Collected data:
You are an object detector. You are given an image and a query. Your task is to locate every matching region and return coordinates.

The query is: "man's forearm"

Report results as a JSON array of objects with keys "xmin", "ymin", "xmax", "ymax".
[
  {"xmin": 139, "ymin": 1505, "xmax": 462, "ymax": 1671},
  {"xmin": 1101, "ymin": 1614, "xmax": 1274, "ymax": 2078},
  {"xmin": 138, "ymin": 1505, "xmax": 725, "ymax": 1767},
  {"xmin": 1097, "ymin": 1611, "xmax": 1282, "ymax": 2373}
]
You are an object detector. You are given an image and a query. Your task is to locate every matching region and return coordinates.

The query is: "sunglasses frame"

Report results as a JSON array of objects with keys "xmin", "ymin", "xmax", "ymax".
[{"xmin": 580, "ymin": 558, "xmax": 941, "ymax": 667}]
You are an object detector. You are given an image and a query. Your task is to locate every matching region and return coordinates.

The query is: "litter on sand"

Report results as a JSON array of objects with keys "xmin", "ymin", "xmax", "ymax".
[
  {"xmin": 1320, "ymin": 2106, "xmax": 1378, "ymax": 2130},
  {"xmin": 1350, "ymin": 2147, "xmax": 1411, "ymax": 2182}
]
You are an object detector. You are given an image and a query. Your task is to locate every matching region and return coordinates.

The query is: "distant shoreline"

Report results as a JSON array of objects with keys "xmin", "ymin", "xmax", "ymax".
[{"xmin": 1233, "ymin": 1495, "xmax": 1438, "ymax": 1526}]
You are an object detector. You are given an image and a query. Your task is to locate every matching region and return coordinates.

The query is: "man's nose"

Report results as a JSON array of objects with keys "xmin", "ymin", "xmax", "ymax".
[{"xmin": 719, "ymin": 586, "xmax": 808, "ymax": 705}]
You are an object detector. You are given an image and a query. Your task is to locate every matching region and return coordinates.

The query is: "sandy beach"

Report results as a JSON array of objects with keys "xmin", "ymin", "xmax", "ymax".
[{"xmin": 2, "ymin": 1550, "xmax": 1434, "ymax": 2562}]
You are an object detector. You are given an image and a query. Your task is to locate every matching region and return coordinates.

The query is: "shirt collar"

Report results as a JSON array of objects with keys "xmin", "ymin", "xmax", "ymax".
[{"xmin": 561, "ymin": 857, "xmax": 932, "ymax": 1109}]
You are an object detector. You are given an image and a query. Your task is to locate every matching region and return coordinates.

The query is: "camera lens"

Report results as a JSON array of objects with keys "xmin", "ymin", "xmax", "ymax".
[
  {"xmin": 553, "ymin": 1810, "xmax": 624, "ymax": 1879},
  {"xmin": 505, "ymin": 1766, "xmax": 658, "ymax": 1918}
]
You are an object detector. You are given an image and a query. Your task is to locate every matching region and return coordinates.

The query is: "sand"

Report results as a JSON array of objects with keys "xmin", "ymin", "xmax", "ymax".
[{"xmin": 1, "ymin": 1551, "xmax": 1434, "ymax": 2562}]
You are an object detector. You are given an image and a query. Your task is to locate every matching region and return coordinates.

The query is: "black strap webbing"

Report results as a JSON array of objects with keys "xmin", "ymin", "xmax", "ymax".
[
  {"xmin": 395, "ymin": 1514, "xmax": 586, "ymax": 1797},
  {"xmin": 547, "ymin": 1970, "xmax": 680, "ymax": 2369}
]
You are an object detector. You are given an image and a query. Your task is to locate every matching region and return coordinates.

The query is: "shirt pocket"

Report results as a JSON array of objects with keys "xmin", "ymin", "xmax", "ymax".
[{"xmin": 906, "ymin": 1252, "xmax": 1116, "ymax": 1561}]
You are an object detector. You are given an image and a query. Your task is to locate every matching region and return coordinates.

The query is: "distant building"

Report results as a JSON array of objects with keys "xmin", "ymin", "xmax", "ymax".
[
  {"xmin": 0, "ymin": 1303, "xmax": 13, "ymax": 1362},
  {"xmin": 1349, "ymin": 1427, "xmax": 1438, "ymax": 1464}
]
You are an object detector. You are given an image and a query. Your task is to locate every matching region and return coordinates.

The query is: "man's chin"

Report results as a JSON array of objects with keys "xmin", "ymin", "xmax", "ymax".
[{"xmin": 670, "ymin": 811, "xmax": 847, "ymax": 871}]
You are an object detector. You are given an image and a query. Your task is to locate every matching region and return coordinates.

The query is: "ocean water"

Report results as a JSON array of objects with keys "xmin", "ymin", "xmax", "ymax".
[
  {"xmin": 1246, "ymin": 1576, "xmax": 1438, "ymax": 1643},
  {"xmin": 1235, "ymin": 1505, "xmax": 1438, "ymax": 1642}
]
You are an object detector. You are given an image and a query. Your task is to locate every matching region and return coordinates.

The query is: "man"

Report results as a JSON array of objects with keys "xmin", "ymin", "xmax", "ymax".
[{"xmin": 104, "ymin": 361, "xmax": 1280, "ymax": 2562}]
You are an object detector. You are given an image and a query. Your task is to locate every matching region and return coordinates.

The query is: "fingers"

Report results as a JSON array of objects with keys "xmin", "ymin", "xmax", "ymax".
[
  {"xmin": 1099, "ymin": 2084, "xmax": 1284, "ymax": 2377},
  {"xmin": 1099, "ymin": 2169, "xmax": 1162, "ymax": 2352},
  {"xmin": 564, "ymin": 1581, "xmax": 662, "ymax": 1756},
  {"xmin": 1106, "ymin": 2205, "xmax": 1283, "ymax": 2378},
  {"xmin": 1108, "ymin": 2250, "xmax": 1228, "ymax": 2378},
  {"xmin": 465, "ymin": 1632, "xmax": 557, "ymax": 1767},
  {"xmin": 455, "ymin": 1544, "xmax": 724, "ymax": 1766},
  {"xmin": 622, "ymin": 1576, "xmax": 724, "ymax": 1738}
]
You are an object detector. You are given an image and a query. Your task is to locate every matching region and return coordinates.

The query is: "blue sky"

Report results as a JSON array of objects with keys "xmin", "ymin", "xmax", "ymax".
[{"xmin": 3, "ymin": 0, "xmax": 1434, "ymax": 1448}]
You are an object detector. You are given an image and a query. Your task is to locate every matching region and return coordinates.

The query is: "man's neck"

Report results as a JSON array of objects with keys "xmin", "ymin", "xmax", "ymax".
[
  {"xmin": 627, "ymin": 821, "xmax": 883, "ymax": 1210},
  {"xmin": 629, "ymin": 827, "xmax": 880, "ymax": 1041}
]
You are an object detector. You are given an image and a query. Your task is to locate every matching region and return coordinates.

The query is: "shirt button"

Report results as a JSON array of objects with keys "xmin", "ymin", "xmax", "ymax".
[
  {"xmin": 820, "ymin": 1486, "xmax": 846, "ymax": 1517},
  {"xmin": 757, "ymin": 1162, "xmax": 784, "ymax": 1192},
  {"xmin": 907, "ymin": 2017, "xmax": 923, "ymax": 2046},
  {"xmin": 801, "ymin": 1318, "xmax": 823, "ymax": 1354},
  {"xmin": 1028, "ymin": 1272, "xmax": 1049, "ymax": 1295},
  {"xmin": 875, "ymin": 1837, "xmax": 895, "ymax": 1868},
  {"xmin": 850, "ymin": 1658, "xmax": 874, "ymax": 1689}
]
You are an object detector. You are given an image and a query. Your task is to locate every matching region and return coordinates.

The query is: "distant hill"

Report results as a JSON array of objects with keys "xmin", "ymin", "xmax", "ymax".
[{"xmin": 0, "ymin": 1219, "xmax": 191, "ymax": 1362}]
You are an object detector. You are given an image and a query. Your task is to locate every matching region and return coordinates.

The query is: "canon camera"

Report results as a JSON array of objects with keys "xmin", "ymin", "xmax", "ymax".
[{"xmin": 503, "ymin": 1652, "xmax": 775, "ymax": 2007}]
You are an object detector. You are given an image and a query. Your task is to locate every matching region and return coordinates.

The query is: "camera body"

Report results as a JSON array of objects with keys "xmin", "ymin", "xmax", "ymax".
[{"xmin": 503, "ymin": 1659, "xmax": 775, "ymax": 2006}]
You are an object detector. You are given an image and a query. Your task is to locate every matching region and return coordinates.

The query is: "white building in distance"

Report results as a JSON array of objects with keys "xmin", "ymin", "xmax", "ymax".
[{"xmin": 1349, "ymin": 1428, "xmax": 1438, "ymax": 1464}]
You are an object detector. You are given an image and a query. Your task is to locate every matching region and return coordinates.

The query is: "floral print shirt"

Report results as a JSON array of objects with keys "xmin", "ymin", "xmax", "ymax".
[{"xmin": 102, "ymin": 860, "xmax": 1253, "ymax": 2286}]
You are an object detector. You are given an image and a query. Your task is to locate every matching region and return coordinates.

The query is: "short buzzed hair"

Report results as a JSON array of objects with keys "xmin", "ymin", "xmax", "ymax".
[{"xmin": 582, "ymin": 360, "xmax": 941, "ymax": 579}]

**ASSIGNMENT**
In the entries above, find every line with the word "building" and list it.

**EXPECTED ANSWER**
The query is: "distant building"
The query is: "white building in distance"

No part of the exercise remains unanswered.